• [ARTICLE]
'''
Date: Wed, 12 Apr 2000 09:05:15 -0400
From: Avrim Blum <avrim@archimedes.theory.cs.cmu.edu>
To: reinforcement@cs.cmu.edu
Subject: Theory Seminar this Friday on clustering and fast approx SVD

Santosh Vempala is giving this Friday's theory seminar, on clustering
via fast approximate SVD-type methods.  If all goes well, he'll give a
demo on clustering web searches.  Santosh is one of our former grad
students, now on the faculty at MIT.  (He's in town for Adam Kalai's
thesis proposal.)  -Avrim

=======================================================================

 Friday, April 14, 2000
 3:30, Wean Hall 5409
 
 Santosh Vempala, MIT
 Title: On Clusterings --- Good, Bad and Spectral.
 Abstract:
 Clustering, or partitioning into similar groups, is a classical problem
 in mathematics as well as in the applied sciences. The availability of vast
 amounts of data has revitalized research on the problem. There are two
 aspects to analyzing a clustering algorithm: (1) How good is the clustering
 produced? (quality)and (2) How fast can it be found? (speed).
 On the practical side, several clever heuristics have been invented.
 Theoreticians, meanwhile, have been busy analyzing quality measures that
 are seductively simple to define (e.g. k-median, min sum, min diameter,
 etc.). Both approaches have obvious shortcomings: the justification
 provided by practitioners is typically case-by-case and experimental (it
 works well on my data); the measures thus far analyzed by theoreticians
 are easy to fool, i.e. there are simple examples where it is clear what the
 right clustering is, but optimizing the measures defined produces
 undesirable solutions. 
 We propose a new measure of the quality of a clustering. Then we analyze
 the quality of a popular clustering heuristic, spectral clustering, under
 this measure. Spectral clustering is the general technique of partitioning
 the rows of a matrix (say) according to their components in the top few
 singular vectors of the matrix. Our first result is that under some
 reasonable asumptions, the spectral algorithm finds nearly optimal solutions. 
 Our second result, that spectral clustering can be made very fast, is based
 on randomized algorithms for approximating a given m x n matrix by a
 low-rank matrix.  Standard methods to compute low-rank approximations via
 the singular value decomposition take time that is polynomial in m and n.
 This can be prohibitively expensive for applications such as information
 retrieval. In contrast, the running time of our first algorithm depends
 only on the quality of the desired approximation and not on the size of the
 matrix, but it assumes that the entries of the matrix can be sampled in a
 specific manner. Our second algorithm needs no assumptions and has a
 running time that is linear in the number of non-zero entries. 
 The talk will be self-contained and will include a demo of clustering web
 searches in real-time. 
 This is joint work with Alan Frieze (CMU), Ravi Kannan, Petros Drineas
 (Yale), and V.Vinay (IISc).
'''
• [SET EXERCISE 1] Please arrange the lines of the listing, from the line with "Pick out each instance of the black smartphone" up to and including the final line of the listing, as a Markdown table with the columns Row and Line, skipping blank lines.
The listing that comes next is unrelated to the seminar announcement.

• [MATERIALS PROVIDED]
'''
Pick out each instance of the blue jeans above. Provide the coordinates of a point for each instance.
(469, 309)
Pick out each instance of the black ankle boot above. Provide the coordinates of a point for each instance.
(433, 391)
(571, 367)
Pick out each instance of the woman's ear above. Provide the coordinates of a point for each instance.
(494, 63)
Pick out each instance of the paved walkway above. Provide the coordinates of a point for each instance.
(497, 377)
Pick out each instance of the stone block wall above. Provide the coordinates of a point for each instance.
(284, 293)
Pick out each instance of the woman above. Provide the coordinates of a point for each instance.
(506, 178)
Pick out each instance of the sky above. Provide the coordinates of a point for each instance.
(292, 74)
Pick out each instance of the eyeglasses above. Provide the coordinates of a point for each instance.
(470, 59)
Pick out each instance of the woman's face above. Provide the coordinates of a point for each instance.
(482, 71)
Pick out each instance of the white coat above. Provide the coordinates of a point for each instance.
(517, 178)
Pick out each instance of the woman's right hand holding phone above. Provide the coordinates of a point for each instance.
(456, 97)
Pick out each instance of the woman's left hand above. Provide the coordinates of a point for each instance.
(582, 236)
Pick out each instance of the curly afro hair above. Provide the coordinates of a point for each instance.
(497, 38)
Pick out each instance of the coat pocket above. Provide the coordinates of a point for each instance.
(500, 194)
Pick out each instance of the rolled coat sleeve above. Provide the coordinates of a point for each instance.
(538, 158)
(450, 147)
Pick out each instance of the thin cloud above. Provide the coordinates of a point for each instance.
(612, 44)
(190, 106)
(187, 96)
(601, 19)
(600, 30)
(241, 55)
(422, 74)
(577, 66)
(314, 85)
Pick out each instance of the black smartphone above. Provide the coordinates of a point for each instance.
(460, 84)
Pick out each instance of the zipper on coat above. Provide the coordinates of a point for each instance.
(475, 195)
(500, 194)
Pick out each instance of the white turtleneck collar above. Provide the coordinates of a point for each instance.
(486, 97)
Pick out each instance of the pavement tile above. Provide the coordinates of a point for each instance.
'''
• [SET EXERCISE 2] In which room does the seminar announcement place the talk?

• [EXERCISE SOLUTION 1]
| Row | Line |
|---|---|
| 1 | Pick out each instance of the black smartphone above. Provide the coordinates of a point for each instance. |
| 2 | (460, 84) |
| 3 | Pick out each instance of the zipper on coat above. Provide the coordinates of a point for each instance. |
| 4 | (475, 195) |
| 5 | (500, 194) |
| 6 | Pick out each instance of the white turtleneck collar above. Provide the coordinates of a point for each instance. |
| 7 | (486, 97) |
| 8 | Pick out each instance of the pavement tile above. Provide the coordinates of a point for each instance. |

• [EXERCISE SOLUTION 2] Wean Hall 5409